Instructions for the task:
Gather every line in the records below that contains the string "lemon", and treat uppercase and lowercase letters as different.

Extracted data:

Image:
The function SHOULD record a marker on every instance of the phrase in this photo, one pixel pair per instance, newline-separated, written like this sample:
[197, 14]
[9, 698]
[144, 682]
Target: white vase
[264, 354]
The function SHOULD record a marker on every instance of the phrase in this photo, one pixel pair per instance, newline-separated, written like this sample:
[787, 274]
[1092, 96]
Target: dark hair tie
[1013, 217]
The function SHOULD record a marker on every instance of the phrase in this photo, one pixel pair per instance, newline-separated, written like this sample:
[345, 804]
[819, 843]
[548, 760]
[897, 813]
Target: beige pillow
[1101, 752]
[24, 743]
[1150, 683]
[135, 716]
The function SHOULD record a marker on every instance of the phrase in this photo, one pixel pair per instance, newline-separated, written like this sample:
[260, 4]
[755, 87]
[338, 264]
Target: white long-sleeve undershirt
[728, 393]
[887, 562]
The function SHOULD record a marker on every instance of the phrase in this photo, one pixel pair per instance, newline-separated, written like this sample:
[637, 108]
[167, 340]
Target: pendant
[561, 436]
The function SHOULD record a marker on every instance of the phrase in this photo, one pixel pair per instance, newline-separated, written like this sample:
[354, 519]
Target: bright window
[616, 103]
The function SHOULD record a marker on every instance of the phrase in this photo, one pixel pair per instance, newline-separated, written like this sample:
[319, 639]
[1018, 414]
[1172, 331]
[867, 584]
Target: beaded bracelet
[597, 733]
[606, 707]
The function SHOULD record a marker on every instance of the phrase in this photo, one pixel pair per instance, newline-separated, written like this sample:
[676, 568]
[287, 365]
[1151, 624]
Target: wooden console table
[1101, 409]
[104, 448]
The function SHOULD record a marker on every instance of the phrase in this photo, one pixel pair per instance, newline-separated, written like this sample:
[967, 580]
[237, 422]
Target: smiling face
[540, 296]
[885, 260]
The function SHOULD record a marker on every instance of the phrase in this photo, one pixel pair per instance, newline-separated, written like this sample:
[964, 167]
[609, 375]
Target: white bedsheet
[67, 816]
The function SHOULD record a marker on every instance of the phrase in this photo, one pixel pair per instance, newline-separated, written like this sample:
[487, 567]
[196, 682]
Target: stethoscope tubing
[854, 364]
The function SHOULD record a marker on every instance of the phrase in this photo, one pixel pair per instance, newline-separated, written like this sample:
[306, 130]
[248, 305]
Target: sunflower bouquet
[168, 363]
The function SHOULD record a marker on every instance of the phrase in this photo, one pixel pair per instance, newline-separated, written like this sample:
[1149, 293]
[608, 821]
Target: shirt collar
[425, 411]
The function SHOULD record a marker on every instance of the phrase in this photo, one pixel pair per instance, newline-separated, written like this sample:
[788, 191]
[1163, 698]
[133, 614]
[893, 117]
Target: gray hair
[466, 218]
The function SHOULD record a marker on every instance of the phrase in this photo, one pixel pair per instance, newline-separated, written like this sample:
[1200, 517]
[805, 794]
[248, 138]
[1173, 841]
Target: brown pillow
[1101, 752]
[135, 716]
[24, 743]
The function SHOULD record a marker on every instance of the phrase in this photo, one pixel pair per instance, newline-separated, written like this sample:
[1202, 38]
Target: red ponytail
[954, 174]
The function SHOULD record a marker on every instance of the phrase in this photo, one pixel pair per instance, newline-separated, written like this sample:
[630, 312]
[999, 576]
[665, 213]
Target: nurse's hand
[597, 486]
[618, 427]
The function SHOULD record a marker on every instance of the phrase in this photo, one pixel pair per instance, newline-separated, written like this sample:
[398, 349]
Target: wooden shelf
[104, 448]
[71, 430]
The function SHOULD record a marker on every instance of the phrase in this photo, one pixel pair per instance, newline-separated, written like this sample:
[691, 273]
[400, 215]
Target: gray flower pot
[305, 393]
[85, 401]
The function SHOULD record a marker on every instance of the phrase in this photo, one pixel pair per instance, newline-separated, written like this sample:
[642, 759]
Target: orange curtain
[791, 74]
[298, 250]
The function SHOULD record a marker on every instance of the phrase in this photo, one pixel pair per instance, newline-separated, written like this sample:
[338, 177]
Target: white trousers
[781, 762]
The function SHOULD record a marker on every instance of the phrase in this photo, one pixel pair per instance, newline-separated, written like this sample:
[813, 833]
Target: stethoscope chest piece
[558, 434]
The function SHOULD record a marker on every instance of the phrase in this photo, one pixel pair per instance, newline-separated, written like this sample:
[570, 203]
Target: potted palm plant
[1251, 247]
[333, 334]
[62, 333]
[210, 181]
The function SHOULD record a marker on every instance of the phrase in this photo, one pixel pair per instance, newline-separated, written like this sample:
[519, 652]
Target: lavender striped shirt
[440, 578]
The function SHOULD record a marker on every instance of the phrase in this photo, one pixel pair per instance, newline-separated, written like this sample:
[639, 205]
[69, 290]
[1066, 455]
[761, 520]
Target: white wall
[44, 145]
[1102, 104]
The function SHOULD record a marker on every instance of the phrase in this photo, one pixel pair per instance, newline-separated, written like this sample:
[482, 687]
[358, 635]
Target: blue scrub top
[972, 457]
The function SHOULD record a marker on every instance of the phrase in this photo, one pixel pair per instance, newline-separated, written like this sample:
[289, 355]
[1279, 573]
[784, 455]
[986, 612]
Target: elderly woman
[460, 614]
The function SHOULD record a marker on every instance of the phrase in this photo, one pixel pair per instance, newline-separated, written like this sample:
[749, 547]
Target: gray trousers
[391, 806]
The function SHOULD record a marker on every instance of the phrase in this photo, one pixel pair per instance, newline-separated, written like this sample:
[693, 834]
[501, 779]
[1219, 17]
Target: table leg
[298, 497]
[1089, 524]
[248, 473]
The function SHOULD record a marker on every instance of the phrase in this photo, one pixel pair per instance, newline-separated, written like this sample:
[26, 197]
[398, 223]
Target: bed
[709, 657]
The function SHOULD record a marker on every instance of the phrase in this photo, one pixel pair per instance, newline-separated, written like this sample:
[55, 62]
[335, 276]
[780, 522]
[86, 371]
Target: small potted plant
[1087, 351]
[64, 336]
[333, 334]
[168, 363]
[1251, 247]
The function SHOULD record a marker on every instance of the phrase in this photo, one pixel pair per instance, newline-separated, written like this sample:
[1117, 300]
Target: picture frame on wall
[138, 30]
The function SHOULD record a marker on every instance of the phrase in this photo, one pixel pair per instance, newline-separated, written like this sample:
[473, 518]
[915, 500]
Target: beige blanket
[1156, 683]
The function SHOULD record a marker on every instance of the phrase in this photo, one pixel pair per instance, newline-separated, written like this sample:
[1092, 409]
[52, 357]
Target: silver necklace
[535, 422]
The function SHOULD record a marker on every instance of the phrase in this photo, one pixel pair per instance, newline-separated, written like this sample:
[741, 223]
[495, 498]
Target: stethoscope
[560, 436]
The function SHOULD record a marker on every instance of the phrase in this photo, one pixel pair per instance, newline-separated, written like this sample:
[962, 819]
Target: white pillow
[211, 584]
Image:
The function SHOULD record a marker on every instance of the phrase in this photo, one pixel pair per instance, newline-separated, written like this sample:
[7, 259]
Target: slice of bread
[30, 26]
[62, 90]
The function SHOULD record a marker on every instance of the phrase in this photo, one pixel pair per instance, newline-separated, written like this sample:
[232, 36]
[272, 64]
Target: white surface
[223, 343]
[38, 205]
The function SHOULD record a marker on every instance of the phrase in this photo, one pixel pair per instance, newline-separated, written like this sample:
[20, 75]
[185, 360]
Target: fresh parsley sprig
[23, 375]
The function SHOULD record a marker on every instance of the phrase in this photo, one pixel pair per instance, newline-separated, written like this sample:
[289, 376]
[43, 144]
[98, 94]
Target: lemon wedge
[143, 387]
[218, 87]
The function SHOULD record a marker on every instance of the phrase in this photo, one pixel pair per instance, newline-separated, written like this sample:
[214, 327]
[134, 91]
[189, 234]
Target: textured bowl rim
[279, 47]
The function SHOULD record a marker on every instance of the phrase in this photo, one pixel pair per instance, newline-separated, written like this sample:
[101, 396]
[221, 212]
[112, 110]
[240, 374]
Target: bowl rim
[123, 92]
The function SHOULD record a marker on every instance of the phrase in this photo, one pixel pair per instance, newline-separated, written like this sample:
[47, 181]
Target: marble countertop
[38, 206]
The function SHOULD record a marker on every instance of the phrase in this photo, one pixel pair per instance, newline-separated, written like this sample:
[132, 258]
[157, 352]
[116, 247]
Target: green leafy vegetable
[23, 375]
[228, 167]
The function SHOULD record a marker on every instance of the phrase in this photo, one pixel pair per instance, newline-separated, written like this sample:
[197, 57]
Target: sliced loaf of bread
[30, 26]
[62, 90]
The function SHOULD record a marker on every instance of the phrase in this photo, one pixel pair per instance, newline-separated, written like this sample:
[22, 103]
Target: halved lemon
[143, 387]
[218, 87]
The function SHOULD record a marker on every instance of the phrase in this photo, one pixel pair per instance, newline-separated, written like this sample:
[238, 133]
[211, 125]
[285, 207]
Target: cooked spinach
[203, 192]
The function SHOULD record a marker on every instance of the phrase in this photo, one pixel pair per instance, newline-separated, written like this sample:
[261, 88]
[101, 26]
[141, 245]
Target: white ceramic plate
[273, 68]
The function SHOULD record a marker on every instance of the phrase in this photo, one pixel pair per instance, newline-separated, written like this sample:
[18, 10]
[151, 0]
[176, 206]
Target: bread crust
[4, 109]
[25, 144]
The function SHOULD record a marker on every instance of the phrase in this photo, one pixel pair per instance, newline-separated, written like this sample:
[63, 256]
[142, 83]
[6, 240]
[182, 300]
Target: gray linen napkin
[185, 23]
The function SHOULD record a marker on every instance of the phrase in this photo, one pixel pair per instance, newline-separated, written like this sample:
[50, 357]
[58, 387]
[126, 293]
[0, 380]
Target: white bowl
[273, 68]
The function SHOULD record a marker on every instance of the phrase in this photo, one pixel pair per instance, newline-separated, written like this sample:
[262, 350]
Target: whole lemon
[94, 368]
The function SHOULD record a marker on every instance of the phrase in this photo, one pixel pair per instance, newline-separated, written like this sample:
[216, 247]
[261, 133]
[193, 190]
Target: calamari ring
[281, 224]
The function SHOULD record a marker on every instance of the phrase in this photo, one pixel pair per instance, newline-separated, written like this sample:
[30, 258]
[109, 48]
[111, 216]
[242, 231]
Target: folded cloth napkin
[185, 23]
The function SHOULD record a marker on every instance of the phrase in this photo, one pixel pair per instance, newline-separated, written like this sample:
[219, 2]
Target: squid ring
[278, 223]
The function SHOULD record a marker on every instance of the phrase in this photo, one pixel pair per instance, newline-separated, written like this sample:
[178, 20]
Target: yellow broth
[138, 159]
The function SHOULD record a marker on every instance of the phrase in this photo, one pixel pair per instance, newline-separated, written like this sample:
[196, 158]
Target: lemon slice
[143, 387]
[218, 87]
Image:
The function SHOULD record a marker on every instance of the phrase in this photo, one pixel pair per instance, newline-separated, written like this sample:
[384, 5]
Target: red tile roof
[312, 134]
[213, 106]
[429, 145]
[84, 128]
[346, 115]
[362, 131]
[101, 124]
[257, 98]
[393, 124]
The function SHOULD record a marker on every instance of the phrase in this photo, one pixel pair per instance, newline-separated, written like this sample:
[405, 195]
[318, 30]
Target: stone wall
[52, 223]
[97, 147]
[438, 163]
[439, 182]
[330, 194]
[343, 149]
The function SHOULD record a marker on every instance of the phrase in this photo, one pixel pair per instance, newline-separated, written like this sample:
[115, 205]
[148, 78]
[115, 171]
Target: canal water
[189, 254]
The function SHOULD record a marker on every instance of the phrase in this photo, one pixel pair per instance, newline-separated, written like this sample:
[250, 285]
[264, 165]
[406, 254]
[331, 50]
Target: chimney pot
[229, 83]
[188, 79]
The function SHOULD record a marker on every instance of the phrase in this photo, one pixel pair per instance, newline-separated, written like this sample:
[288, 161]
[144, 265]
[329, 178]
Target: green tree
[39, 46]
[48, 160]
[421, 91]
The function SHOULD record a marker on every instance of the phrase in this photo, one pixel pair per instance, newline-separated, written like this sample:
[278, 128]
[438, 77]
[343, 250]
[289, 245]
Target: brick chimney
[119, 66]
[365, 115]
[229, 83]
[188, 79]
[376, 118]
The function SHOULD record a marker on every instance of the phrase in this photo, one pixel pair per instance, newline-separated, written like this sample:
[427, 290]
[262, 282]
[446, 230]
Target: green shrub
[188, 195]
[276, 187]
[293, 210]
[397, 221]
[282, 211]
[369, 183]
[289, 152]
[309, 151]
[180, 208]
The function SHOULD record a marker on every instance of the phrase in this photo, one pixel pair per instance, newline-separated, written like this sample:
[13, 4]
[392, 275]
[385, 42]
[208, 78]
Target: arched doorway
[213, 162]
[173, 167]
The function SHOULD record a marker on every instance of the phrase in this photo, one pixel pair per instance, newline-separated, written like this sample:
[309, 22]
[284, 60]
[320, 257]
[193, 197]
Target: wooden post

Task response:
Target: lemon wedge
Target: halved lemon
Target: whole lemon
Target: lemon slice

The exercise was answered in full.